== GOAL OF THE EXERCISE ==
Look through the records below for the line holding "like point(425, 201)?". Write it out exactly, with each following line through the line holding "like point(103, 283)?".

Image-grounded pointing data
+-------+

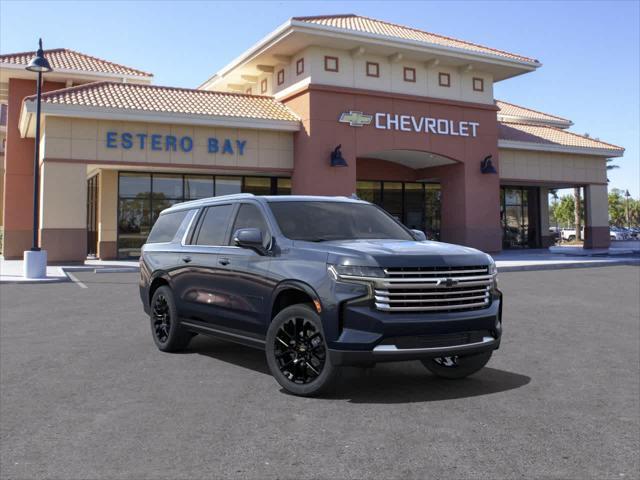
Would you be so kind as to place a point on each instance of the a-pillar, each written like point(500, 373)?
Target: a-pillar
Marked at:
point(63, 211)
point(107, 214)
point(546, 239)
point(596, 202)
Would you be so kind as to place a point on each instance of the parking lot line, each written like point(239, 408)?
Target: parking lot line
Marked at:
point(75, 280)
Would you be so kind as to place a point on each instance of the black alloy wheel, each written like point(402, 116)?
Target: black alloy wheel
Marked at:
point(161, 318)
point(168, 334)
point(297, 352)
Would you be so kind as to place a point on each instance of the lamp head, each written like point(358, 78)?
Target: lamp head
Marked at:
point(39, 63)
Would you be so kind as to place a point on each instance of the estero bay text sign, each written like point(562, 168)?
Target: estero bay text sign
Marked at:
point(171, 143)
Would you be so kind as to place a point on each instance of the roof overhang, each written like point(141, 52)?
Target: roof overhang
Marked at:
point(28, 112)
point(532, 121)
point(544, 147)
point(11, 70)
point(295, 35)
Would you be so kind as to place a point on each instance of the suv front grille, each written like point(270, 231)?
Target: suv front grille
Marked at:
point(433, 289)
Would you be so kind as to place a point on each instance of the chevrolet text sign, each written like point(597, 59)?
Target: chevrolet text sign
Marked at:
point(410, 123)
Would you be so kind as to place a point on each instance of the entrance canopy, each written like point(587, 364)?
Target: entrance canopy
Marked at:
point(414, 159)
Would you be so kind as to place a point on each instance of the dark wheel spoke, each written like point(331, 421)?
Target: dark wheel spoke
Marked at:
point(302, 358)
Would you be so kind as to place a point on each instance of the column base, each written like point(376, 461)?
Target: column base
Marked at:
point(35, 264)
point(597, 237)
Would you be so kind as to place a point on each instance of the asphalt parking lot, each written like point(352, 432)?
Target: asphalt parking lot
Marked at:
point(85, 394)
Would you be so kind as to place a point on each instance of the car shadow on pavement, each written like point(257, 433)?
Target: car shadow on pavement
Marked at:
point(398, 382)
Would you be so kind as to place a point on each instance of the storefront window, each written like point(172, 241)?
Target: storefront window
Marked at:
point(415, 204)
point(283, 186)
point(519, 217)
point(198, 186)
point(143, 196)
point(257, 185)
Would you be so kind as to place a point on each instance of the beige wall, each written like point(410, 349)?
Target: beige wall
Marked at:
point(352, 73)
point(83, 139)
point(63, 196)
point(597, 200)
point(551, 167)
point(108, 206)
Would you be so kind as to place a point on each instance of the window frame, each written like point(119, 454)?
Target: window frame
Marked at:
point(232, 224)
point(195, 233)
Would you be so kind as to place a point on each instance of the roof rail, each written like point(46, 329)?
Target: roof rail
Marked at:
point(204, 201)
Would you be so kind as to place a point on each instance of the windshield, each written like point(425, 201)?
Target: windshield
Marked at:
point(318, 221)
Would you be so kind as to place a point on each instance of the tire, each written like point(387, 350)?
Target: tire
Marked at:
point(457, 367)
point(297, 352)
point(167, 333)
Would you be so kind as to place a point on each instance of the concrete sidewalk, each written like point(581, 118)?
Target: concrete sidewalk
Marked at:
point(507, 261)
point(11, 270)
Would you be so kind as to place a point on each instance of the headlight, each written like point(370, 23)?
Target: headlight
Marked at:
point(355, 271)
point(493, 270)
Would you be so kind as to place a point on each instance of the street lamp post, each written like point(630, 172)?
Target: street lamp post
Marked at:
point(35, 260)
point(627, 195)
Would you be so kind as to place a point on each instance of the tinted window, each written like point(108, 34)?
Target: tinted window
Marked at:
point(323, 221)
point(166, 227)
point(214, 225)
point(249, 216)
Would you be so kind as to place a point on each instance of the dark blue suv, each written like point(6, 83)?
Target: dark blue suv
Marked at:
point(317, 282)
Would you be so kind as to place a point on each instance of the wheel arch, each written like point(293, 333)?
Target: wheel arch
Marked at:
point(157, 280)
point(292, 292)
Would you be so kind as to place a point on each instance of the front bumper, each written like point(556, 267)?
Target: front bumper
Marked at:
point(369, 336)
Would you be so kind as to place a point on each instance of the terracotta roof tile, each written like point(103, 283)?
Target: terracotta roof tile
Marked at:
point(370, 25)
point(65, 59)
point(152, 98)
point(520, 132)
point(512, 110)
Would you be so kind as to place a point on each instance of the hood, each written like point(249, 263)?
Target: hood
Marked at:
point(402, 253)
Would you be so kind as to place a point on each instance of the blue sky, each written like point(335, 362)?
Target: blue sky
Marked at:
point(589, 50)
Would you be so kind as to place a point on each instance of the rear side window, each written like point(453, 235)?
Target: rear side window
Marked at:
point(249, 216)
point(166, 227)
point(214, 225)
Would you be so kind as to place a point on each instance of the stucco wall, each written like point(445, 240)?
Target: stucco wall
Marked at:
point(551, 167)
point(352, 73)
point(85, 139)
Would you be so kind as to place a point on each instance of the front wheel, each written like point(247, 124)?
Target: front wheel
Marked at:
point(455, 367)
point(297, 352)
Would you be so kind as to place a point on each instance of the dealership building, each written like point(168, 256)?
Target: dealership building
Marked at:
point(329, 105)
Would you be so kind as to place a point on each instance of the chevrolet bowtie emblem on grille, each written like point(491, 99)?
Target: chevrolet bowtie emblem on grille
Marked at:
point(355, 119)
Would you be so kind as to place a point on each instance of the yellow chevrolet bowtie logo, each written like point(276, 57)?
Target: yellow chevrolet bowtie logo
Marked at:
point(355, 119)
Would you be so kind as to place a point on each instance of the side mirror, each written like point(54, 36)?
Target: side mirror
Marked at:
point(249, 238)
point(418, 235)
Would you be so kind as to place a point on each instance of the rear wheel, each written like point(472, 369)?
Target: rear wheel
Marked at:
point(297, 353)
point(167, 333)
point(455, 367)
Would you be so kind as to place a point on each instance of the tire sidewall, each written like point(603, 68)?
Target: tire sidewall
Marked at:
point(174, 337)
point(329, 371)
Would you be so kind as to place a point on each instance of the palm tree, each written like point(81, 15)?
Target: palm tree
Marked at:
point(576, 209)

+-------+

== ANSWER AREA ==
Would you be so kind as to place a point on each instance of the windshield, each written like point(425, 201)?
Target: windshield
Marked at:
point(318, 221)
Would you be so kind as to place a point on each instance of the tire, each written like point(387, 350)?
Target: tire
Marked at:
point(457, 367)
point(297, 352)
point(167, 333)
Would you be so kind as to place a point on each instance of the concrete sidewalk, each written like point(581, 118)?
Target: concrete sidewalk
Marked at:
point(507, 261)
point(11, 270)
Would you be so kind as to place a point on each instance of the headlight, each written like point(370, 23)?
Target: headlight
Marked at:
point(355, 271)
point(493, 270)
Would you be so kind as to place a point on each instance of the street lamp post, each written like point(630, 172)?
Target: street lamp post
Marked at:
point(35, 260)
point(627, 195)
Would you be so kind as to place a point on each instance of the tinted window, each written like point(108, 34)?
Target: tinted window
Marked at:
point(323, 221)
point(166, 227)
point(214, 225)
point(249, 216)
Would you be so kind as to place a point on each instance of the dark blue suv, each written like point(6, 83)?
Target: dark blue suv
Marked at:
point(317, 282)
Would you be so kind as to place a point on each instance of the wheel arch, each written like point(293, 333)?
Target: wheel arch
Marked at:
point(157, 280)
point(292, 292)
Would you be so kind as to place a point on each instance of the front bumper, each written like point(556, 267)?
Target: front bumper
Marked at:
point(369, 336)
Would you be so kind as to place a point on each instance of the terracotta roof tile, each written like point(103, 283)?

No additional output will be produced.